Word for word, restate every line of the material.

══════

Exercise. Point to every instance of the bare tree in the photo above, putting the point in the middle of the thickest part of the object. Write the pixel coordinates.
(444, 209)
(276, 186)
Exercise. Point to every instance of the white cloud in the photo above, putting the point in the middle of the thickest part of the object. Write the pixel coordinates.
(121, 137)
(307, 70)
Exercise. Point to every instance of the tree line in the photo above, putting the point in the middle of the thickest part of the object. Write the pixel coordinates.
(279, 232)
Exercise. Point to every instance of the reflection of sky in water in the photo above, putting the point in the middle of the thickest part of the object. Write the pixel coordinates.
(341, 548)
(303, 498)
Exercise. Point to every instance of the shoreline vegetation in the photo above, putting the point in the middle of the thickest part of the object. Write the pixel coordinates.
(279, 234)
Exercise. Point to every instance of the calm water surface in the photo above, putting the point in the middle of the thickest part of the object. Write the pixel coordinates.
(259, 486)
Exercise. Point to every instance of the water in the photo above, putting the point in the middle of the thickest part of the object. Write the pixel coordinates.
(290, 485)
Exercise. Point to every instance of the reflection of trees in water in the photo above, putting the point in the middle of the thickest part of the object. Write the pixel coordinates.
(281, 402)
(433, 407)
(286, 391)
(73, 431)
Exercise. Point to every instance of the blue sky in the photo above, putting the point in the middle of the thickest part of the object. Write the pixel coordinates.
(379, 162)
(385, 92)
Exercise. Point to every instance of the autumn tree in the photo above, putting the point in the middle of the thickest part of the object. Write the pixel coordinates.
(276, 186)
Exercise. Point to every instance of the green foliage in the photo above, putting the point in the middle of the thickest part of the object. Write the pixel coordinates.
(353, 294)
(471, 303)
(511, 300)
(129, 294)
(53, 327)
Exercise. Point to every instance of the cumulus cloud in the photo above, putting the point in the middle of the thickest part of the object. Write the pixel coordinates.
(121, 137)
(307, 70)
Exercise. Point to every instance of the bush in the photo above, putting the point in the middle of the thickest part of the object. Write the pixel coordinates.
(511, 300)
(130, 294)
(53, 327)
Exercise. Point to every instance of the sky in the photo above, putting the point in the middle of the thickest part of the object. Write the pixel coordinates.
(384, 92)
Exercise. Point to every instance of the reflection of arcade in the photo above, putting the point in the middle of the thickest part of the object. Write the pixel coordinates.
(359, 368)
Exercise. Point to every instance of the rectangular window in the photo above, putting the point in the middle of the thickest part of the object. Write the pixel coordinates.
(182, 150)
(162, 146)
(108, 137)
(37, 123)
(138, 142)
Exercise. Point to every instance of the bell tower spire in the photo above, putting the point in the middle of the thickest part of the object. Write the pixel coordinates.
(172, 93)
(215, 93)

══════

- [Expected answer]:
Exercise. Point to every instance of the bare tree in the photo above, putting the point in the middle of the thickest part of the object. Write the pixel coordinates.
(444, 209)
(276, 186)
Exercise. Point to every instance of the white cloud in the photo above, putting the point in the middle of the thickest part of the object. Write the pixel coordinates.
(121, 137)
(307, 70)
Exercise. Point to every instance of the tree line in the photo above, putting the point in the middle of the thickest part of the object. Write the pixel coordinates.
(279, 232)
Exercise. Point to every instance of the reflection of sky in water in the photo above, putting the point in the middle of the thickest part of the object. Write the pixel coordinates.
(341, 548)
(303, 498)
Exercise. Point to every instance of the shoreline vegetation in the photo above, putting the point in the middle of the thickest part of the object. Write the pixel coordinates.
(279, 234)
Exercise. Point to every instance of the calm water surface in the photo above, putting the point in the middle of the thickest part of the object. Write the pixel coordinates.
(259, 486)
Exercise. Point to every instance of the water in the photo above, putting the point in the middle of the thickest part of the object. Write the pixel coordinates.
(290, 485)
Exercise. Point to every instance of the reflection of trees in water in the photo above, putting the point in the middle of the thickest part of the object. Write the pixel coordinates.
(281, 402)
(433, 407)
(286, 391)
(73, 431)
Exercise. Point to every instance of the blue sky in the photo above, putting the point in the middle of the thickest part of the object. Write the pixel coordinates.
(379, 162)
(385, 92)
Exercise. Point to every instance of the autumn tree in the photo above, putting the point in the middle of the thickest part of the object. Write the pixel coordinates.
(276, 186)
Exercise. Point to every instance of the green foliage in the photo above, putting the point in the middle of the thickest part of the object. Write the pixel coordinates.
(353, 294)
(471, 303)
(511, 300)
(129, 294)
(53, 327)
Exercise. Point to every instance of the cumulus cloud in the photo above, putting the point in the middle of the thickest part of the object. Write the pixel coordinates.
(121, 137)
(307, 70)
Exercise. Point to every instance of the bush in the photo above, putting the point in the middle of the thickest part of the object. Write the pixel coordinates.
(511, 300)
(130, 294)
(53, 327)
Exercise. Point to every instance of the sky in the photo above, putting the point in the middle of the thickest part of the object. Write the pixel coordinates.
(384, 92)
Exercise. Point to every instance of the reflection of arcade in the photo above, putting the point in the middle of the thickest part of the object. Write the pixel coordinates.
(359, 368)
Exercise. Point to every instance of the rectangular window in the photo above, putting the point in the middle of the thickest part of the object. Write the pixel coordinates.
(182, 150)
(162, 146)
(108, 137)
(37, 123)
(138, 142)
Exercise. Point to every instance of the bell tower spire in the photo above, putting the point in the middle of the thickest part of the object. Write the pixel coordinates.
(172, 93)
(215, 93)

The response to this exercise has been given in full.